● REQUIREMENT: Copy the entries below exactly. Images do not belong in the copy.

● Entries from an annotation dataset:
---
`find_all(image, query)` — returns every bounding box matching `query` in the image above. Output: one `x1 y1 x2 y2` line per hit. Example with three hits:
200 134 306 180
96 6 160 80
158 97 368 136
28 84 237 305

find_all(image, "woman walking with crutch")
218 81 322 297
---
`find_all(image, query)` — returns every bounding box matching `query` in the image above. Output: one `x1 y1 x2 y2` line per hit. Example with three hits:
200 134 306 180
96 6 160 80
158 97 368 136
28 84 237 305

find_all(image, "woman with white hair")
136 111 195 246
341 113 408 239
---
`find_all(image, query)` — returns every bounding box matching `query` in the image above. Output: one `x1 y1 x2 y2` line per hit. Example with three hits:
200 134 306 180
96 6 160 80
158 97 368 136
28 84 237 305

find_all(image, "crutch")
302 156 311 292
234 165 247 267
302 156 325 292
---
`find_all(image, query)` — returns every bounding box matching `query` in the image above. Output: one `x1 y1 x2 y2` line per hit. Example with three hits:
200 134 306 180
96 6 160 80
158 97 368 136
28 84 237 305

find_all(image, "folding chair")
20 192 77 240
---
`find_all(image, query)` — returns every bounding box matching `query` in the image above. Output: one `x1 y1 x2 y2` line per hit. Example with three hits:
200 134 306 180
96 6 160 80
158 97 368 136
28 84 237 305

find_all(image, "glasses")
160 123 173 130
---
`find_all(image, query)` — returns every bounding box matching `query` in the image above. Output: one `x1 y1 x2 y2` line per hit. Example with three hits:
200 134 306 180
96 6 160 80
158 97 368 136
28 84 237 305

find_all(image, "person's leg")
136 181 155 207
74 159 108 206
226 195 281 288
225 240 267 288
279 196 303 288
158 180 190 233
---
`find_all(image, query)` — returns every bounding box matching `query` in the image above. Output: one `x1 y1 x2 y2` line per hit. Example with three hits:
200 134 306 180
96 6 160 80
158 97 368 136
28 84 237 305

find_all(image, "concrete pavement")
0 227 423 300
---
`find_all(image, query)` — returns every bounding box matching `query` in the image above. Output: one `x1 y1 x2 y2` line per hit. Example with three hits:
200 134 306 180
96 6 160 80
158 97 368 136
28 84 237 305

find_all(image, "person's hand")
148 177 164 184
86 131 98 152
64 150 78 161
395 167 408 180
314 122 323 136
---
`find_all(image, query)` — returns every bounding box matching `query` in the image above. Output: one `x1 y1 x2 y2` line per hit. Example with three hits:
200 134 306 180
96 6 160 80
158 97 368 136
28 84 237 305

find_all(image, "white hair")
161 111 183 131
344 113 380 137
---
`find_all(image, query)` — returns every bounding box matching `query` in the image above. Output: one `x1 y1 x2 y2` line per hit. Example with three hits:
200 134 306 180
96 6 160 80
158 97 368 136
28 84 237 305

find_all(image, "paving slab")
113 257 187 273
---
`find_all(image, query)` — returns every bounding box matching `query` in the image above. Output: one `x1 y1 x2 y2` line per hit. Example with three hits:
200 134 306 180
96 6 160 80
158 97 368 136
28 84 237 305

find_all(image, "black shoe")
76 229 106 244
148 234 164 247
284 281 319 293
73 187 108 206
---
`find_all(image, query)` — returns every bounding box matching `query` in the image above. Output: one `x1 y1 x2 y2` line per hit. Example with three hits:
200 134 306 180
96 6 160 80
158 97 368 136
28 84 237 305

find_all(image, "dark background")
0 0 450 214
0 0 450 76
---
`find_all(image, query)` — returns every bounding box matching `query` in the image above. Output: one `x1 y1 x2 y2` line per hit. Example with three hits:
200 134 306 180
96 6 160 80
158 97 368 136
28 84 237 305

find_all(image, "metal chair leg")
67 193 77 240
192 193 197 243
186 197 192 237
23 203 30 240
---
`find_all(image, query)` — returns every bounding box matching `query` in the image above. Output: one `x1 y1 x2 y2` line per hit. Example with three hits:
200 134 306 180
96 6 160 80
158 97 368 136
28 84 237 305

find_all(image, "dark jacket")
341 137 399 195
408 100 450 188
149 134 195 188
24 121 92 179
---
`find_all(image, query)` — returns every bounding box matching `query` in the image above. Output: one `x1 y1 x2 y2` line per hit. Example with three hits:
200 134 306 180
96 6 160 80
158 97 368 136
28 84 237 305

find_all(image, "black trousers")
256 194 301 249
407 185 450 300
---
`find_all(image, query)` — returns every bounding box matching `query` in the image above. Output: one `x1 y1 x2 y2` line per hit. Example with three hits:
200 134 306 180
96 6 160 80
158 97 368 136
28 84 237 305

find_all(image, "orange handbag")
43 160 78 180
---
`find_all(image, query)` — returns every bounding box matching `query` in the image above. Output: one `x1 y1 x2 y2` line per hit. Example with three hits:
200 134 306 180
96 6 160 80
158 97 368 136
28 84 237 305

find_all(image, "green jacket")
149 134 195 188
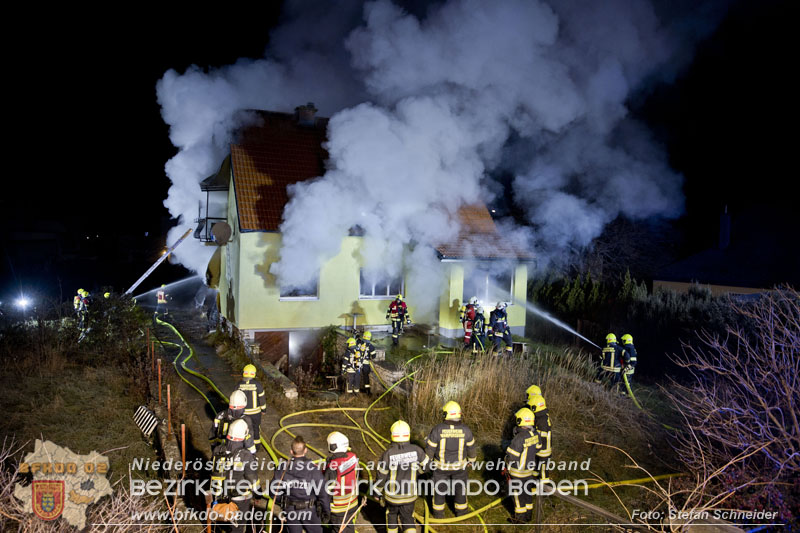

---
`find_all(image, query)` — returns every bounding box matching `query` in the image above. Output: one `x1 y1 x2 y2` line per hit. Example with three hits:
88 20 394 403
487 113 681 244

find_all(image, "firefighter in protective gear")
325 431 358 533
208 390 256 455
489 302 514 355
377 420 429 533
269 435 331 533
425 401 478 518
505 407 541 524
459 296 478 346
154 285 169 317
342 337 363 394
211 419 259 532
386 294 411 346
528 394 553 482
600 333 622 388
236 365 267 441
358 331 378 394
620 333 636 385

● RESULT OF THE EXERCISE:
---
`find_all(image, query)` — returns every bounding box matching `query` in the image above. Output: one `x1 y1 x2 y2` line per hit. Example with three hits:
200 134 306 180
96 6 160 80
158 97 368 136
28 84 237 305

find_all(image, "woman walking with crutch")
218 81 322 297
---
`find_all(image, query)` — returns every bounding box matching `query` in the image above. Output: one `x1 y1 x2 y2` line per hit. Example with three hits:
200 134 306 180
96 6 160 80
158 97 368 136
28 84 237 305

find_all(image, "woman with white hair")
136 111 195 246
341 113 408 239
---
`find_all(image, query)` — returns every bounding box matching `query` in the image above. Output: one `x1 y1 x2 y2` line per hit. Example with three hits:
200 134 306 180
96 6 160 80
158 97 368 136
28 84 237 305

find_all(image, "crutch")
302 156 311 292
234 165 247 267
302 156 325 292
---
`find_all(image, query)` — returns every bounding box matching `query` in the image above. Output: one `x1 y1 x2 y2` line per hit. Example with three hits:
200 134 306 180
96 6 160 80
158 97 368 136
28 84 237 305

find_all(image, "folding chair")
20 192 77 240
---
`find_all(image, query)` — returns every bounding box matching `query` in the image above. Output: one `x1 y1 x2 y2` line per hit. Example with three hits:
200 134 306 180
96 6 160 80
158 97 368 136
28 84 237 305

find_all(image, "glasses")
160 123 173 130
---
`find_all(image, query)` — returns every bounding box matching `query` in the image above. Output: one `x1 y1 x2 y2` line per hit. Example with three hits:
200 134 306 180
96 6 160 80
158 97 368 136
28 84 237 305

find_all(image, "person's leg")
136 181 155 207
74 159 108 206
226 195 281 288
225 240 267 288
279 196 303 288
158 180 190 233
---
`find_all(image, query)` — returns every bounding box matching `query` in the image above. Output: one `x1 y1 x2 y2` line per hit. Example with three hits:
200 134 306 180
96 6 160 80
158 97 368 136
28 84 237 305

find_all(image, "concrete pavement")
0 227 423 300
---
`find_all(image, query)` — returns every bounding box matching `query` in the image above. Output: one `x1 y1 x2 y2` line per hit. Example with three hits:
200 134 306 180
96 6 160 80
158 97 368 136
28 84 237 305

find_all(image, "person's hand")
148 177 164 184
86 131 98 152
64 150 78 161
395 167 408 180
314 122 323 136
---
`find_all(image, query)` — returns every bounding box matching `query` in the image above. Output: one `x1 y1 x2 y2` line per hit. Example with three hits:
200 134 306 180
96 6 160 80
158 97 368 136
28 84 237 305

find_all(image, "white hair")
161 111 183 131
344 113 380 137
---
`find_all(image, query)` — returns every bounding box matching `query` in the image above. Output: one `x1 y1 x2 y2` line per hit. Example with three hits:
200 134 306 180
96 6 160 80
158 97 368 136
28 84 237 305

find_all(image, "paving slab")
113 257 187 273
---
`find_all(image, query)` — returns every bounding box matching `query` in the image above. Output: one `x1 y1 x2 y2` line per hit. Example with three hits:
200 134 306 180
96 6 160 80
158 97 368 136
28 84 237 305

find_all(image, "black shoe")
76 229 106 244
148 234 164 247
284 281 319 293
73 187 108 206
---
`find_all(image, query)` — returns every bounding box matching `query` in the image above. Output: one `x1 y1 x2 y2` line per hit. Example with three hits:
200 134 306 180
96 6 160 80
158 97 368 136
28 84 237 305

find_all(image, "dark background")
0 0 450 214
0 0 450 76
---
`find_all(image, query)` — returns every bounding box matching `query` in the image above. Output: one `x1 y1 x2 y2` line per hit. Example with three hits:
200 134 306 180
96 6 160 80
158 97 368 136
28 84 237 305

find_all(image, "metal chair leg")
67 193 77 240
192 193 197 243
186 197 192 237
23 203 30 240
---
`find_all(image, query)` — returns every bounding box matching `query` in the image above. Output: one `x1 y1 x2 y2` line per hit. Example with three hits:
200 134 306 180
96 6 160 80
158 97 368 136
28 84 237 305

find_all(image, "dark jacket")
341 137 399 195
408 100 450 188
149 134 195 188
24 121 92 179
---
`find_all(image, query)` — returns every bounding box matching `query` in the image above. Output: one `x1 y1 x2 y2` line per hit. Example with three hits:
200 134 306 180
96 6 160 80
158 97 368 136
28 84 237 305

find_all(image, "black trousers")
256 194 301 249
407 185 450 300
---
`find_all(image, query)` — returns every bounding box matching `query` in the image above. Output: one `x1 y1 x2 y2` line per hit. Example with three hits:
200 134 306 180
96 6 160 80
158 97 368 136
28 84 237 305

find_all(image, "orange handbag")
43 160 78 180
---
`find_all(image, query)` — returns every bounding box matching `query` in the image above. Output: one `x1 y1 x2 y2` line per hit. Example with three hits:
200 134 306 180
96 6 160 80
158 97 368 136
28 84 237 305

find_all(image, "green jacket")
149 134 195 188

---
`find_all(image, query)` — returns every bounding box matching `query` in the image above. Output: one `x1 y1 x2 y2` line per hit. Example with three hits:
88 20 394 403
487 113 681 244

find_all(image, "firefighter in protective gear")
325 431 358 533
208 390 256 455
489 302 514 355
377 420 429 533
269 435 331 533
425 401 478 518
505 407 541 524
459 296 478 346
154 285 169 317
342 337 363 394
211 419 259 532
386 294 411 346
528 394 553 482
600 333 622 388
236 365 267 441
358 331 378 394
620 333 636 385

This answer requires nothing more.